*WORK TO DO*. Reproduce every one of the following records line for line, changing nothing.

*DATA SECTION*.
- - - - -

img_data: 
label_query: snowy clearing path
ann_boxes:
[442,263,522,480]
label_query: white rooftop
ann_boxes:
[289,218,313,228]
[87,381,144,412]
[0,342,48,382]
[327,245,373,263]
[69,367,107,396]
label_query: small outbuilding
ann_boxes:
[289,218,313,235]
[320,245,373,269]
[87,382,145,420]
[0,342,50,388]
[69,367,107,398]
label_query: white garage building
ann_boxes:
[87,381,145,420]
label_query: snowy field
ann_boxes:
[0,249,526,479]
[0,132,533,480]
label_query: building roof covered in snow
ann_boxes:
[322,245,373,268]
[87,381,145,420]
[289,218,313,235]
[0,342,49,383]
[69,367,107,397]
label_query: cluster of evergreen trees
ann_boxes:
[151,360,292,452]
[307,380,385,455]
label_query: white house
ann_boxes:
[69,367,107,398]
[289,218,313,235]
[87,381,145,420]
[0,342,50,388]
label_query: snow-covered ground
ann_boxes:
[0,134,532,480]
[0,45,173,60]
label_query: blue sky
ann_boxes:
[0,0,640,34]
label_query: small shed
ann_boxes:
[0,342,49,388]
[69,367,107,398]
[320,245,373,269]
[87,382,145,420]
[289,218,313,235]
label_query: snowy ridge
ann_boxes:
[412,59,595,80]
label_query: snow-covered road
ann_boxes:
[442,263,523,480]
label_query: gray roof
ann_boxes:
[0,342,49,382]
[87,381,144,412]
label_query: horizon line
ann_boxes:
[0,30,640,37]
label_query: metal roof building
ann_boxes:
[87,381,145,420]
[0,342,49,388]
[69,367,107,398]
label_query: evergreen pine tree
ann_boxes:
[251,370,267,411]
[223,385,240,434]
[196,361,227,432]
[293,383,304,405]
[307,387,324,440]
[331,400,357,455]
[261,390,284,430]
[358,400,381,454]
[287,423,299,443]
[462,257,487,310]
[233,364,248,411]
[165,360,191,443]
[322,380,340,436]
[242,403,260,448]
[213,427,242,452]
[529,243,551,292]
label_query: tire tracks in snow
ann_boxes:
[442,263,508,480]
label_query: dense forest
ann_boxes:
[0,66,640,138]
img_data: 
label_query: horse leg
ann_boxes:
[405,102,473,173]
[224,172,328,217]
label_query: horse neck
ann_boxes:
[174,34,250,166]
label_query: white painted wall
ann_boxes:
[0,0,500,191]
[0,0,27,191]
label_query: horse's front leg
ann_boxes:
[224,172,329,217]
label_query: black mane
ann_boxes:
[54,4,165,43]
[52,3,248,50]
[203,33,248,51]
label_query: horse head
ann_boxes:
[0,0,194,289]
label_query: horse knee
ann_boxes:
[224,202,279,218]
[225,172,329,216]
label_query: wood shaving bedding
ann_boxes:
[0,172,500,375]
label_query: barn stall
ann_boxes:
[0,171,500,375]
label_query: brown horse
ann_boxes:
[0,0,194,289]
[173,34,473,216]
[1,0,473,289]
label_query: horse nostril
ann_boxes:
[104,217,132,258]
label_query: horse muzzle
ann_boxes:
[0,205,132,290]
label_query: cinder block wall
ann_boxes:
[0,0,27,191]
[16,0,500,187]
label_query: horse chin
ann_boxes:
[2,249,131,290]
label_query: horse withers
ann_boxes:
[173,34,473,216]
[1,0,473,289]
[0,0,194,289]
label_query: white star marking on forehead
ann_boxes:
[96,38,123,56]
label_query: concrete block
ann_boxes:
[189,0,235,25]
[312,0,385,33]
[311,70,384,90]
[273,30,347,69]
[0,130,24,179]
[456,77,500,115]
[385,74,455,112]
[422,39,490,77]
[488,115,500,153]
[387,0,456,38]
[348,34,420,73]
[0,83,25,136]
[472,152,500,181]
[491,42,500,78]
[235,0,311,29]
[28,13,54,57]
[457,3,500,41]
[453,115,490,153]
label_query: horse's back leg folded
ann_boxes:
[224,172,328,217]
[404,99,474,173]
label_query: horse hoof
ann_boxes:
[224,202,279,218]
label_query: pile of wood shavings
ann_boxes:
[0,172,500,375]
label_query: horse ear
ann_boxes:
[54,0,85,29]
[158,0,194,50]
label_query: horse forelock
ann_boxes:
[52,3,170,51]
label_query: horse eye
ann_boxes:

- - - - -

*SOLUTION FOR THIS PROBLEM*.
img_data: 
label_query: snowy clearing path
ann_boxes:
[442,263,522,480]
label_query: white rooftop
ann_boxes:
[289,218,313,228]
[87,381,144,412]
[0,342,48,382]
[327,245,373,263]
[69,367,107,396]
label_query: small outbuilding
ann_boxes:
[289,218,313,235]
[320,245,373,269]
[87,382,145,420]
[0,342,50,388]
[69,367,107,398]
label_query: white garage building
ann_boxes:
[87,381,145,420]
label_query: snowy field
ann_boxes:
[0,249,526,479]
[0,132,533,480]
label_query: building roof covered in snow
ann_boxes:
[322,245,373,268]
[87,381,145,420]
[289,218,313,235]
[0,342,49,383]
[69,367,107,397]
label_query: cluster of evergreen trees
ann_boxes:
[151,360,292,452]
[307,380,385,455]
label_query: white house
ann_boxes:
[69,367,107,398]
[289,218,313,235]
[87,381,145,420]
[0,342,50,388]
label_query: snow-covered ground
ann_boxes:
[0,134,532,480]
[0,45,173,60]
label_query: blue sky
ann_boxes:
[0,0,640,34]
label_query: small shed
ann_boxes:
[0,342,49,388]
[69,367,107,398]
[320,245,373,269]
[87,382,145,420]
[289,218,313,235]
label_query: snowy ridge
ann_boxes:
[412,59,595,80]
label_query: snow-covered road
ann_boxes:
[442,263,523,480]
label_query: gray roof
ann_boxes:
[0,342,49,382]
[87,381,144,412]
label_query: horizon line
ann_boxes:
[0,30,640,37]
label_query: metal roof building
ann_boxes:
[87,381,145,420]
[0,342,49,388]
[69,367,107,398]
label_query: evergreen pine tree
ann_boxes:
[251,370,267,411]
[223,385,240,434]
[196,361,227,432]
[293,383,304,405]
[307,387,324,440]
[331,400,357,455]
[261,390,284,430]
[358,400,381,454]
[287,423,299,443]
[462,257,487,310]
[233,364,248,411]
[165,360,191,443]
[322,380,340,436]
[242,403,260,448]
[213,427,242,452]
[529,243,551,292]
label_query: tire tracks in snow
ann_boxes:
[442,263,508,480]
label_query: dense forest
ann_boxes:
[0,66,640,138]
img_data: 
label_query: horse leg
ann_boxes:
[405,102,473,173]
[224,172,328,217]
label_query: horse neck
ann_boxes:
[174,34,250,166]
label_query: white painted wall
ann_boxes:
[0,0,500,191]
[0,0,27,191]
label_query: horse's front leg
ann_boxes:
[224,172,329,217]
label_query: black mane
ann_boxes:
[54,4,165,43]
[52,3,248,50]
[203,33,248,51]
label_query: horse head
ann_boxes:
[0,0,194,289]
label_query: horse knee
ann_boxes:
[224,202,279,218]
[225,172,329,216]
label_query: wood shaving bedding
ann_boxes:
[0,172,500,375]
label_query: barn stall
ann_boxes:
[0,171,500,375]
label_query: brown horse
ann_boxes:
[0,0,194,289]
[173,34,473,216]
[1,0,473,289]
label_query: horse nostril
ann_boxes:
[104,217,132,258]
label_query: horse muzzle
ann_boxes:
[0,205,132,290]
label_query: cinder block wall
ann_boxes:
[0,0,27,191]
[16,0,500,187]
label_query: horse chin
ann_boxes:
[2,249,131,290]
label_query: horse withers
ann_boxes:
[173,34,473,216]
[1,0,473,289]
[0,0,194,289]
label_query: white star marking on forehead
ann_boxes:
[96,38,123,56]
label_query: concrete block
ann_boxes:
[189,0,235,25]
[312,0,385,33]
[311,70,384,90]
[273,30,347,69]
[0,130,24,179]
[456,77,500,115]
[385,74,455,112]
[422,39,490,77]
[488,115,500,153]
[387,0,456,38]
[348,34,420,73]
[0,83,25,136]
[472,152,500,181]
[491,42,500,78]
[235,0,311,29]
[28,13,54,57]
[457,3,500,41]
[453,115,490,153]
label_query: horse's back leg folded
ann_boxes:
[224,172,328,217]
[404,99,474,173]
label_query: horse hoof
ann_boxes:
[224,202,279,218]
label_query: pile of wood shavings
ann_boxes:
[0,172,500,375]
label_query: horse ear
ann_boxes:
[54,0,85,29]
[158,0,194,50]
label_query: horse forelock
ann_boxes:
[52,3,170,51]
label_query: horse eye
ann_boxes:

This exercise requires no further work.